---- INPUT DATA

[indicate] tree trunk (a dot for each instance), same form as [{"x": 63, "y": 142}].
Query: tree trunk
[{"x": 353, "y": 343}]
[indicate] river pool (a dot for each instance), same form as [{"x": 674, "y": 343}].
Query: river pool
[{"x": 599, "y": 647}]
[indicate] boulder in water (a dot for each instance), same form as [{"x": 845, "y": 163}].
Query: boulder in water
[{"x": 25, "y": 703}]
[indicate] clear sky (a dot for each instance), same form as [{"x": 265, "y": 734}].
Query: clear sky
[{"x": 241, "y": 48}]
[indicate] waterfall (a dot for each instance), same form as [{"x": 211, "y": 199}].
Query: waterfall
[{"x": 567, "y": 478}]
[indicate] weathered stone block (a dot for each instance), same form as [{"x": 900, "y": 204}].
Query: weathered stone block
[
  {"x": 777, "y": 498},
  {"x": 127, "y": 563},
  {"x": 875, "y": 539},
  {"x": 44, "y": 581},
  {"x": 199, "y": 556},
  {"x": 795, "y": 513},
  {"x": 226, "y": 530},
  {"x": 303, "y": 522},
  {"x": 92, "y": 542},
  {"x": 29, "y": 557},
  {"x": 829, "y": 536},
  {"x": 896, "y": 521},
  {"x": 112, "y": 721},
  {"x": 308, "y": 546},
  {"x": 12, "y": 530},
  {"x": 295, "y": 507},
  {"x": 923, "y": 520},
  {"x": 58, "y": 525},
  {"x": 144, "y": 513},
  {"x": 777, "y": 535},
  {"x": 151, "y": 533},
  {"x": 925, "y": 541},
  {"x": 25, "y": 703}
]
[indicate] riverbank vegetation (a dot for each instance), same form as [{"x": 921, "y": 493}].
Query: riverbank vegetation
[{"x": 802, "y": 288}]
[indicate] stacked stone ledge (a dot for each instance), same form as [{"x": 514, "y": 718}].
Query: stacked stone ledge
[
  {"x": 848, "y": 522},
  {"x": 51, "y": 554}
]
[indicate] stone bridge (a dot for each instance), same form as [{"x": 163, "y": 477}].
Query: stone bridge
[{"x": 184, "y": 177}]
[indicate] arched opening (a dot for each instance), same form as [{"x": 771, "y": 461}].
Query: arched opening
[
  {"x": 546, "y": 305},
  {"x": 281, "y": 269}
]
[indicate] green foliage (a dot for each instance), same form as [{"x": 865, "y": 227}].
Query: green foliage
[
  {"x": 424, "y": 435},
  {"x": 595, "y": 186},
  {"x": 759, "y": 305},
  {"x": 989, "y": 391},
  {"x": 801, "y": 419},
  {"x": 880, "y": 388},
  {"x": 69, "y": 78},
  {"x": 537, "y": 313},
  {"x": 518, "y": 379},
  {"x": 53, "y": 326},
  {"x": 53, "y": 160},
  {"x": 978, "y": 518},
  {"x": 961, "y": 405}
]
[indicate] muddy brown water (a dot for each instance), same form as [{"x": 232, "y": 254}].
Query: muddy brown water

--------

◆ INSTRUCTIONS TO FOLLOW: Copy the data above again, line for line, without changing anything.

◆ FINISHED EXERCISE:
[indicate] tree trunk (a dot for each instance), same form as [{"x": 63, "y": 142}].
Query: tree trunk
[{"x": 353, "y": 343}]
[indicate] river pool (a dot for each instance), same form as [{"x": 674, "y": 343}].
Query: river pool
[{"x": 599, "y": 647}]
[indicate] boulder in water (a dot for each instance), same form as [{"x": 845, "y": 163}].
Query: boulder in water
[{"x": 25, "y": 703}]
[indicate] clear sky (a dot for each instance), same form as [{"x": 265, "y": 734}].
Query: clear sky
[{"x": 241, "y": 48}]
[indicate] waterfall (a dot for each instance), same form as [{"x": 211, "y": 199}].
Query: waterfall
[{"x": 567, "y": 478}]
[indicate] weathered stone block (a dot for each instance), same form as [{"x": 900, "y": 204}].
Query: weathered stone block
[
  {"x": 777, "y": 498},
  {"x": 127, "y": 563},
  {"x": 875, "y": 539},
  {"x": 44, "y": 581},
  {"x": 199, "y": 556},
  {"x": 795, "y": 513},
  {"x": 226, "y": 530},
  {"x": 303, "y": 522},
  {"x": 92, "y": 542},
  {"x": 29, "y": 557},
  {"x": 829, "y": 536},
  {"x": 896, "y": 521},
  {"x": 112, "y": 721},
  {"x": 308, "y": 546},
  {"x": 12, "y": 530},
  {"x": 295, "y": 507},
  {"x": 923, "y": 520},
  {"x": 58, "y": 525},
  {"x": 144, "y": 513},
  {"x": 777, "y": 535},
  {"x": 151, "y": 533},
  {"x": 925, "y": 541},
  {"x": 25, "y": 703}
]
[indicate] riverbank vegetation (a dot for each instance), same form as [{"x": 921, "y": 493}].
Query: riverbank vegetation
[{"x": 802, "y": 288}]
[indicate] stacked stone ledge (a dot for each instance), same form as [{"x": 514, "y": 718}].
Query: stacked stone ledge
[
  {"x": 848, "y": 522},
  {"x": 51, "y": 554}
]
[indicate] stone bridge (a dot for each instance), same form as [{"x": 163, "y": 477}].
Query: stone bridge
[{"x": 184, "y": 177}]
[indicate] arched opening (a dot for each instance), same form as [{"x": 771, "y": 461}].
Query: arched opening
[
  {"x": 546, "y": 305},
  {"x": 281, "y": 269}
]
[indicate] green foliage (a dot for each instance), same form as [{"x": 865, "y": 227}].
Query: green foliage
[
  {"x": 424, "y": 435},
  {"x": 595, "y": 186},
  {"x": 759, "y": 305},
  {"x": 989, "y": 391},
  {"x": 801, "y": 419},
  {"x": 880, "y": 388},
  {"x": 69, "y": 78},
  {"x": 537, "y": 313},
  {"x": 518, "y": 379},
  {"x": 53, "y": 326},
  {"x": 53, "y": 160},
  {"x": 978, "y": 518},
  {"x": 961, "y": 405}
]
[indicate] muddy brown water (a dot for each instance), same form as [{"x": 232, "y": 254}].
Query: muddy brown water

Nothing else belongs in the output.